## CHALLENGE A
Reproduce the cooling fan passage between "The cooling fan 100 further" and "the frame 120.", inclusive.
## CHALLENGE B
Carry on the cooling fan description from the point where it ends.

## DOCUMENT SECTION
========

The first side surface 1202 is adapted to abut against the second side surface 1204 of another cooling fan 100. The first fastener 140 is rotated to selectively move the first buckling portion 144 to a folding position to cover the first groove 122 (as shown in FIG. 5) or move to a connecting position to be buckled to the first fastening slot 123 of the another cooling fan 100 (as shown in FIG. 3). Similarly, the second fastener 150 is rotated to selectively move the second buckling portion 154 to a folding position to cover the second groove 124 (as shown in FIG. 5) or move to a connecting position to be buckled to the second fastening slot 125 of the another cooling fan 100 (as shown in FIG. 3).

The cooling fan 100 further includes a first connector 160 and a second connector 170. The first connector 160 is arranged at the first buckling portion 144. The second connector 170 is arranged at a side of the first fastening slot 123. In an embodiment, the first connector 160 and the second connector 170 are connectors having four electrical contacts, to meet an electricity and signal transmission requirement required for operation of the cooling fan 100. Specifically, the second connector 170 is arranged at a side of a fastening position in the first fastening slot 123. The first connector 160 is electrically connected to the second connector 170 through a wire (not shown in the figure) extending along an interior of the frame 120.

In an embodiment, the first connector 160 is arranged at a tail end of the first buckling portion 144, and is located on an inner side surface of the first buckling portion 144 (that is, a surface facing the first groove 122 of the first fastening portion 144 when located at the folding position); and the second connector 170 is arranged on a side of the first fastening slot 123 that is away from the second side surface 1204. The first connector 160 is adapted to be electrically connected to the second connector 170 of the another cooling fan 100. When the first buckling portion 144 moves to the connecting position and is buckled to the first fastening slot 123 of the another cooling fan 100, the first connector 160 on the first buckling portion 144 is electrically connected to the second connector 170 arranged in the first fastening slot 123, so that the two cooling fans 100 are electrically connected.

In an embodiment, the first fastener 140 is made of a buffer material or an elastic material, to alleviate collision between the cooling fans 100. Similarly, the second fastener 150 is also made of a buffer material or an elastic material.

========

## RAW DATA
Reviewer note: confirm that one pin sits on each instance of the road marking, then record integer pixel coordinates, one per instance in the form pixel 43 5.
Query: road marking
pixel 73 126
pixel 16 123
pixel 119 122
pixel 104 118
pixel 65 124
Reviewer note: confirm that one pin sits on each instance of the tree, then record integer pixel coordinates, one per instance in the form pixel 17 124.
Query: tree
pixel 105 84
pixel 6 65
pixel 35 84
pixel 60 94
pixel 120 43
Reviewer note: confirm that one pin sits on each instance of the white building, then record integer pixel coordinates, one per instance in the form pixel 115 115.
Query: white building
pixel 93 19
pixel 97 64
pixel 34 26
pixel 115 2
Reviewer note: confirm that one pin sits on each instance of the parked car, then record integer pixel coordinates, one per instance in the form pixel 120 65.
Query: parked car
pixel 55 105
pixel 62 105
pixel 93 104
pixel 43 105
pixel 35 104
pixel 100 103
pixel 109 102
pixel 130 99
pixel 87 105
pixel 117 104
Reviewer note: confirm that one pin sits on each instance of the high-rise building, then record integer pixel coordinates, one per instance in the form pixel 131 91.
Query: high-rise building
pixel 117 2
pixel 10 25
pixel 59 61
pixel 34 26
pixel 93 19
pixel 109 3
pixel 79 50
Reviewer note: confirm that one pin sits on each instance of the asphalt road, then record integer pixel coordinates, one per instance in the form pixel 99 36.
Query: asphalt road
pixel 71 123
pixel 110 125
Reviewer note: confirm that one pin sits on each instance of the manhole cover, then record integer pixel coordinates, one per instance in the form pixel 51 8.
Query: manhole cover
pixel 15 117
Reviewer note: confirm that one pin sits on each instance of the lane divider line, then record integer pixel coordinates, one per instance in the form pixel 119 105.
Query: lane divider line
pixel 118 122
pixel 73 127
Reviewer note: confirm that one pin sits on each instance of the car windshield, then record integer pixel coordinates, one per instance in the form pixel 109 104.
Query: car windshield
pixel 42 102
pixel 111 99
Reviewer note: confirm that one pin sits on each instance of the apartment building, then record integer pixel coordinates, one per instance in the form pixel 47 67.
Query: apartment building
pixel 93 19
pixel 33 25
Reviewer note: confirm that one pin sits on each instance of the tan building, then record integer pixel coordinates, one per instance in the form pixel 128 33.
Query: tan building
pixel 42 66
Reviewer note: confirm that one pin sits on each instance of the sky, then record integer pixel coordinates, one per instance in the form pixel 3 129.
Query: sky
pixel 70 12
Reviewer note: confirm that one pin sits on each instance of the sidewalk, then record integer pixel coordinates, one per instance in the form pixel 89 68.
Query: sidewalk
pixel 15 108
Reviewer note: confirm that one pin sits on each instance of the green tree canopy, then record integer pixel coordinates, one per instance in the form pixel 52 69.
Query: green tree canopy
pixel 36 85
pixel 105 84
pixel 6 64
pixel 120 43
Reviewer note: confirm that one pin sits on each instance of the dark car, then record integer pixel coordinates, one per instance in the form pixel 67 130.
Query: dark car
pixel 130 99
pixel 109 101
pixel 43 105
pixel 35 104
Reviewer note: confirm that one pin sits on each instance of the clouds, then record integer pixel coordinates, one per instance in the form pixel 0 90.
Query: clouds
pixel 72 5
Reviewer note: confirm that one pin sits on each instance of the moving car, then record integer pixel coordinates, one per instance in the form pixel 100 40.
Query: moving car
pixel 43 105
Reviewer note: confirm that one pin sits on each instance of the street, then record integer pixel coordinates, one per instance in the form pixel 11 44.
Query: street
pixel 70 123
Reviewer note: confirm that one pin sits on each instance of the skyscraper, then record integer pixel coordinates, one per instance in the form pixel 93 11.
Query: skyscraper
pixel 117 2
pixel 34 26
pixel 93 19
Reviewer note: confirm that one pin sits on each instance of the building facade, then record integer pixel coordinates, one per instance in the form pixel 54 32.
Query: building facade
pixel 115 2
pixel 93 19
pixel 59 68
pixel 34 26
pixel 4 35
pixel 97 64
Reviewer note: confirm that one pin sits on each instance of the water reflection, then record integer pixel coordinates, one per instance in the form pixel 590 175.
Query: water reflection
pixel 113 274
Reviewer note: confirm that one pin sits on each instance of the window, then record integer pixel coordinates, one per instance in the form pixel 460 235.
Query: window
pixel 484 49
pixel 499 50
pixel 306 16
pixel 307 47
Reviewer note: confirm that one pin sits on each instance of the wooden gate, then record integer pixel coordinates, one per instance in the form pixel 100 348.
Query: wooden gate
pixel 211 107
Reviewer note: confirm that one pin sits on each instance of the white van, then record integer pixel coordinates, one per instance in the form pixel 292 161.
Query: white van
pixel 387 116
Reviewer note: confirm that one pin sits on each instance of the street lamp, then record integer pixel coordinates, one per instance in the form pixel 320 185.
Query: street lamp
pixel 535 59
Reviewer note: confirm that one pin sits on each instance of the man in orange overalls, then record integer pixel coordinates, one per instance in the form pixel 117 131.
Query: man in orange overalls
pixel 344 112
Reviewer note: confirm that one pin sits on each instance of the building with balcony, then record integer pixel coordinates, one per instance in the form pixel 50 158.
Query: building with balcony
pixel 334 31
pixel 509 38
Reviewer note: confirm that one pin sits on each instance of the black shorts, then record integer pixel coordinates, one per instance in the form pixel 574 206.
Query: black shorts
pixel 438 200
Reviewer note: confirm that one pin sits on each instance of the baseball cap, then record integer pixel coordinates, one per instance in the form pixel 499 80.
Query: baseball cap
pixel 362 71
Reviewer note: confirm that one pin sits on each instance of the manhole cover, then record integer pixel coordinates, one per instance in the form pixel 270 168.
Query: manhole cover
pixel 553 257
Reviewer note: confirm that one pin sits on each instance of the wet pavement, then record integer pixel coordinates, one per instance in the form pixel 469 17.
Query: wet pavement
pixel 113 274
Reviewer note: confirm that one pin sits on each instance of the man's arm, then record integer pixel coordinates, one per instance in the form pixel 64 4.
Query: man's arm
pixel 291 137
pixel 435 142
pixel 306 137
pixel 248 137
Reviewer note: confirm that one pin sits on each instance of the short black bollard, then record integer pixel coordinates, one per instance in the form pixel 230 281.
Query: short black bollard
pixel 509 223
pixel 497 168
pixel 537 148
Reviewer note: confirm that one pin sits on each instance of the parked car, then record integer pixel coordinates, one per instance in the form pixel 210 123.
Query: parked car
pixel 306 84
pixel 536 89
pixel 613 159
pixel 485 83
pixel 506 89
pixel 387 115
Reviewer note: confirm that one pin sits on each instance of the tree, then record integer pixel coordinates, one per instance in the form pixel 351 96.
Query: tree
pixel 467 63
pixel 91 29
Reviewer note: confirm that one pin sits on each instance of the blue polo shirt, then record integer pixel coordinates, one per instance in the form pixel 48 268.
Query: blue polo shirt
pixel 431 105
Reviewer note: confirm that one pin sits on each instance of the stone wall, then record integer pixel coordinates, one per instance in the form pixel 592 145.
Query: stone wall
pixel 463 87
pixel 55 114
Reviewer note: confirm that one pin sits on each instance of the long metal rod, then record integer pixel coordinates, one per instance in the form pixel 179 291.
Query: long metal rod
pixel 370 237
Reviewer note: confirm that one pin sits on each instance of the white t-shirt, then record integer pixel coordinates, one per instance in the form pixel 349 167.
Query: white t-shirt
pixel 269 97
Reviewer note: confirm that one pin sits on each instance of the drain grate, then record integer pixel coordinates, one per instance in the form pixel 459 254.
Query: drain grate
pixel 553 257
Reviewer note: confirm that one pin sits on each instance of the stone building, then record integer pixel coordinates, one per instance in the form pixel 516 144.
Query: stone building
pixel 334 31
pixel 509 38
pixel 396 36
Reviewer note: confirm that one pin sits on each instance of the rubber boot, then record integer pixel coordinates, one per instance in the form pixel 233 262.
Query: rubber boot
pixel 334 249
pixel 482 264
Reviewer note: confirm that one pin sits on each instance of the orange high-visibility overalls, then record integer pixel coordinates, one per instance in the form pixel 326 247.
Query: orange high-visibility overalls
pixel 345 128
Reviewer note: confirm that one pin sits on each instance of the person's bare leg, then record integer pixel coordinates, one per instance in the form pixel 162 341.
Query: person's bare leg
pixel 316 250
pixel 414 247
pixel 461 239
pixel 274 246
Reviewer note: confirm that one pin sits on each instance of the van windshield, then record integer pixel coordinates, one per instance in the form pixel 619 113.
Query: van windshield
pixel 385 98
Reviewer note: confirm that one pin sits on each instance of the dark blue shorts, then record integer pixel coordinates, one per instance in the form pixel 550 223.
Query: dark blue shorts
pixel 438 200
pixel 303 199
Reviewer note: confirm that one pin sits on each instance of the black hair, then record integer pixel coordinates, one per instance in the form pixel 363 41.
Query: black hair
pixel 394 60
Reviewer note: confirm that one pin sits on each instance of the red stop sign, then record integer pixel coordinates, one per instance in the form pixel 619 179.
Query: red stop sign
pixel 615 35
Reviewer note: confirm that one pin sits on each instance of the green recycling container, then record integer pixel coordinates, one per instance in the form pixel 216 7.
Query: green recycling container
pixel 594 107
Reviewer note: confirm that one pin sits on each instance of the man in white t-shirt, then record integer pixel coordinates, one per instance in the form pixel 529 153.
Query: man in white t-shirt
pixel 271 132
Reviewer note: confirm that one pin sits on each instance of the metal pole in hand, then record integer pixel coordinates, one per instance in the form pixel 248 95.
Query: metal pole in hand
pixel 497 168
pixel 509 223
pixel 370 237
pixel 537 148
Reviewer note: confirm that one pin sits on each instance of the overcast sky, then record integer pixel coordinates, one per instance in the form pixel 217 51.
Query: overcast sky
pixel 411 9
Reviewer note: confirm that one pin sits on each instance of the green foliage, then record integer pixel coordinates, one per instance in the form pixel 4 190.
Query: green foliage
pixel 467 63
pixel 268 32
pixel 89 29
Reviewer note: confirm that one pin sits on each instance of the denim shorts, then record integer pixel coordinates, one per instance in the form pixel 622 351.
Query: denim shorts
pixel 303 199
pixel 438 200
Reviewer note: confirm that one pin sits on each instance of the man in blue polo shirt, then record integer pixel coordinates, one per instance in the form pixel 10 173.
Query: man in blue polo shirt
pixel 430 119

========

## WRITTEN RESPONSE A
The cooling fan 100 further includes a first connector 160 and a second connector 170. The first connector 160 is arranged at the first buckling portion 144. The second connector 170 is arranged at a side of the first fastening slot 123. In an embodiment, the first connector 160 and the second connector 170 are connectors having four electrical contacts, to meet an electricity and signal transmission requirement required for operation of the cooling fan 100. Specifically, the second connector 170 is arranged at a side of a fastening position in the first fastening slot 123. The first connector 160 is electrically connected to the second connector 170 through a wire (not shown in the figure) extending along an interior of the frame 120.

## WRITTEN RESPONSE B
In an embodiment, the cooling fan 100 further includes at least one first buffer cushion 182 (two first buffer cushions 182 are shown in the figure) arranged on the second side surface 1204. The first buffer cushion 182 prevents the frames 120 of adjacent cooling fans 100 from colliding with each other and causing damage. When the first fastener 140 and the second fastener 150 are buckled to another cooling fan 100 for connection, a resilience force provided by the first buffer cushion 182 also helps ensure that the first fastener 140 and the second fastener 150 are firmly buckled to the first fastening slot and the second fastening slot of the another cooling fan 100. Further, in an embodiment, when the cooling fan 100 is connected to another cooling fan 100 through the second side surface 1204, the first buffer cushion 182 extends into the first groove 122 or the second groove 124 of the another cooling fan 100 for positioning.

In an embodiment, the frame 120 includes a front surface 120a, a rear surface 120b, a first locking hole 1212, a second locking hole 1214, a third locking hole 1216, and a fourth locking hole 1218. These locking holes are provided at corners of the frame 120 and extend from the front surface 120a of the frame 120 to the rear surface 120b of the frame 120, to install the cooling fan 100 on a fan base (not shown in the figure) in a locking manner.

An arrangement position of the first locking hole 1212 corresponds to the first groove 122, an arrangement position of the second locking hole 1214 corresponds to the first fastening slot 123, an arrangement position of the third locking hole 1216 corresponds to the second groove 124, and an arrangement position of the fourth locking hole 1218 corresponds to the second fastening slot 125. The first pivoting portion 142 of the first fastener 140 is pivotally connected to the frame 120 through the first locking hole 1212. The second pivoting portion 152 of the second fastener 150 is pivotally connected to the frame 120 through the third locking hole 1216. A locking member (not shown in the figure) arranged in the second locking hole 1214 is configured to buckle the first buckling portion 144 of the another cooling fan 100, and a locking member arranged in the fourth locking hole 1218 is configured to buckle the second buckling portion 154 of the another cooling fan 100.

In an embodiment, the cooling fan 100 further includes at least one second buffer cushions 184 arranged on the front surface 120a of the frame 120. In an embodiment, a number of the second buffer cushions 184 is four, and the four second buffer cushions 184 are arranged at four corners of the front surface 120a of the frame 120. In other embodiments, the second buffer cushion 184 is alternatively arranged on the rear surface 120b of the frame 120, or the second buffer cushion 184 is arranged on the front surface 120a and the rear surface 120b of the frame 120.

Referring to FIG. 6 and FIG. 7 together, FIG. 6 is a partial schematic perspective view of an internal structure corresponding to a position of a first groove 122 in FIG. 3, and FIG. 7 is a partial schematic perspective view of an internal structure corresponding to a position of a first groove 122 in FIG. 5.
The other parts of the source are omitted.